§ Directions for this task:
Report each line from the listing that the string "license" appears in.

§ Task material:
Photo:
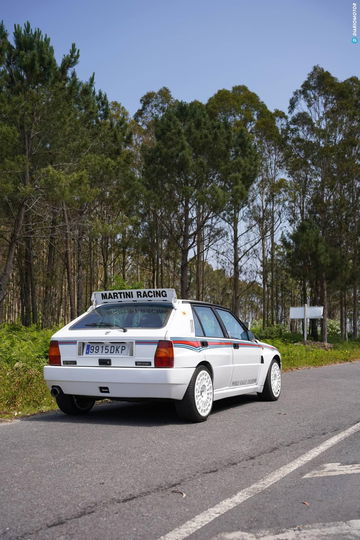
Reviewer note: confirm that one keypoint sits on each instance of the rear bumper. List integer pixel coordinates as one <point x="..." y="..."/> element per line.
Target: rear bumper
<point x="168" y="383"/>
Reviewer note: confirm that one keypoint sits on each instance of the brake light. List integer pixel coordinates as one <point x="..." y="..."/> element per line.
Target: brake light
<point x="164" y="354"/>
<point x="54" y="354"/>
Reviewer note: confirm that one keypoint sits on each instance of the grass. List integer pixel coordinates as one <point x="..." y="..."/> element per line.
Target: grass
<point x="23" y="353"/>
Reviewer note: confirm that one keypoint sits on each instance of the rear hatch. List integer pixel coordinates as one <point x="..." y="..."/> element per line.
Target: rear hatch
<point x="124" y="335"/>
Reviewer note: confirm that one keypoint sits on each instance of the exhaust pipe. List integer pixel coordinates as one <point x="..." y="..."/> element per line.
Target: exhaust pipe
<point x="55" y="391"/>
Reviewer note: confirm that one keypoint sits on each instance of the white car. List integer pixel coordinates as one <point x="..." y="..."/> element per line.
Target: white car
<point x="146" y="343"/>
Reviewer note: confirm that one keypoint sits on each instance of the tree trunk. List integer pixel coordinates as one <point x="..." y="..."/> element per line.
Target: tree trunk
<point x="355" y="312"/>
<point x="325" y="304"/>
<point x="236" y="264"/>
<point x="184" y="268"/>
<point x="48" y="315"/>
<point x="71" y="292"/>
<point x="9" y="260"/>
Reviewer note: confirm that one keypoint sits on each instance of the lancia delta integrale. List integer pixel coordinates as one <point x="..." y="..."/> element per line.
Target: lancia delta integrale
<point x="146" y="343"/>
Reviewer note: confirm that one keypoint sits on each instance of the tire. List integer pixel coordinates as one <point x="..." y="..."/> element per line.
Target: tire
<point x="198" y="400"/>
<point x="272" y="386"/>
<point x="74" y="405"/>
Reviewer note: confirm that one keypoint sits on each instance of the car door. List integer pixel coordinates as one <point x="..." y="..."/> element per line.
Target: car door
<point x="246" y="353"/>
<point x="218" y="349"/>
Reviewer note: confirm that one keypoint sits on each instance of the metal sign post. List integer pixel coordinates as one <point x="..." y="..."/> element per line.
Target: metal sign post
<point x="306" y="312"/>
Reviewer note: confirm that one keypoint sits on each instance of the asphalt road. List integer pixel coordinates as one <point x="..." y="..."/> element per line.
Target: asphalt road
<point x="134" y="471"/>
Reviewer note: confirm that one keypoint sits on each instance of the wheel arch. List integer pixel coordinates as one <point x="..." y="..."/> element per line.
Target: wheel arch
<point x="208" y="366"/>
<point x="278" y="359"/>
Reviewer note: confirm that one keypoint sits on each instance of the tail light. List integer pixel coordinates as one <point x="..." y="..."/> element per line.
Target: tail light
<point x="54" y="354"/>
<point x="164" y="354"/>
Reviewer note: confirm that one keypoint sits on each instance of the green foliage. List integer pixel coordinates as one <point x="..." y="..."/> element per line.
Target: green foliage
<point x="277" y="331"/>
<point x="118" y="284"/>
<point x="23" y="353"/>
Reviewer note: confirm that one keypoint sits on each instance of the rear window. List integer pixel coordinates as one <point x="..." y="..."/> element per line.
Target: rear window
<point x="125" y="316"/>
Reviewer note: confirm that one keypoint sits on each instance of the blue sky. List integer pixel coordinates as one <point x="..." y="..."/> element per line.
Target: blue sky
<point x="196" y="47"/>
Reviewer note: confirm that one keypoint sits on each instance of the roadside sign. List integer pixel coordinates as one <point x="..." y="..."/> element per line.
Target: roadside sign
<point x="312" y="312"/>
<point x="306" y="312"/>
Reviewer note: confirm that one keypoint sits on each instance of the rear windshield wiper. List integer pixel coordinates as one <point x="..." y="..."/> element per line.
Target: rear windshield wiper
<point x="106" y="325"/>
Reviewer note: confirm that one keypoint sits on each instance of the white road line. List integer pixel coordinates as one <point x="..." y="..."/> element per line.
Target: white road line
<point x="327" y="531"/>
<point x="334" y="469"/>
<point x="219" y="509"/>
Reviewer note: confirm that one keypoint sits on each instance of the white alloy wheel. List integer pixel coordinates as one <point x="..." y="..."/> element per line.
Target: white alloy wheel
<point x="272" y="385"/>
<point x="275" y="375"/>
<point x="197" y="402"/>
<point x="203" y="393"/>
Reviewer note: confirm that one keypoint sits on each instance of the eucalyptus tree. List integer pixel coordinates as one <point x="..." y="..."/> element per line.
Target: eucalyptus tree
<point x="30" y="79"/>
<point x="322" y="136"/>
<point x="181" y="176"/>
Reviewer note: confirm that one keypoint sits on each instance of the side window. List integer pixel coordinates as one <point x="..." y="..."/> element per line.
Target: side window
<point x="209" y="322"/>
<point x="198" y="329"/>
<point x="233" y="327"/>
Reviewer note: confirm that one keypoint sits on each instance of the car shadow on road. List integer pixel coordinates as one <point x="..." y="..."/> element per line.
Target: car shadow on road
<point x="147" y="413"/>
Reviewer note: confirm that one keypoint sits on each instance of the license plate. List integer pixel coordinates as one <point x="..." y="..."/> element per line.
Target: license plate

§ Answer for the task:
Reviewer note: confirm that one keypoint sits on each instance of the license plate. List integer pixel coordinates as one <point x="..." y="..."/> element per line.
Target: license plate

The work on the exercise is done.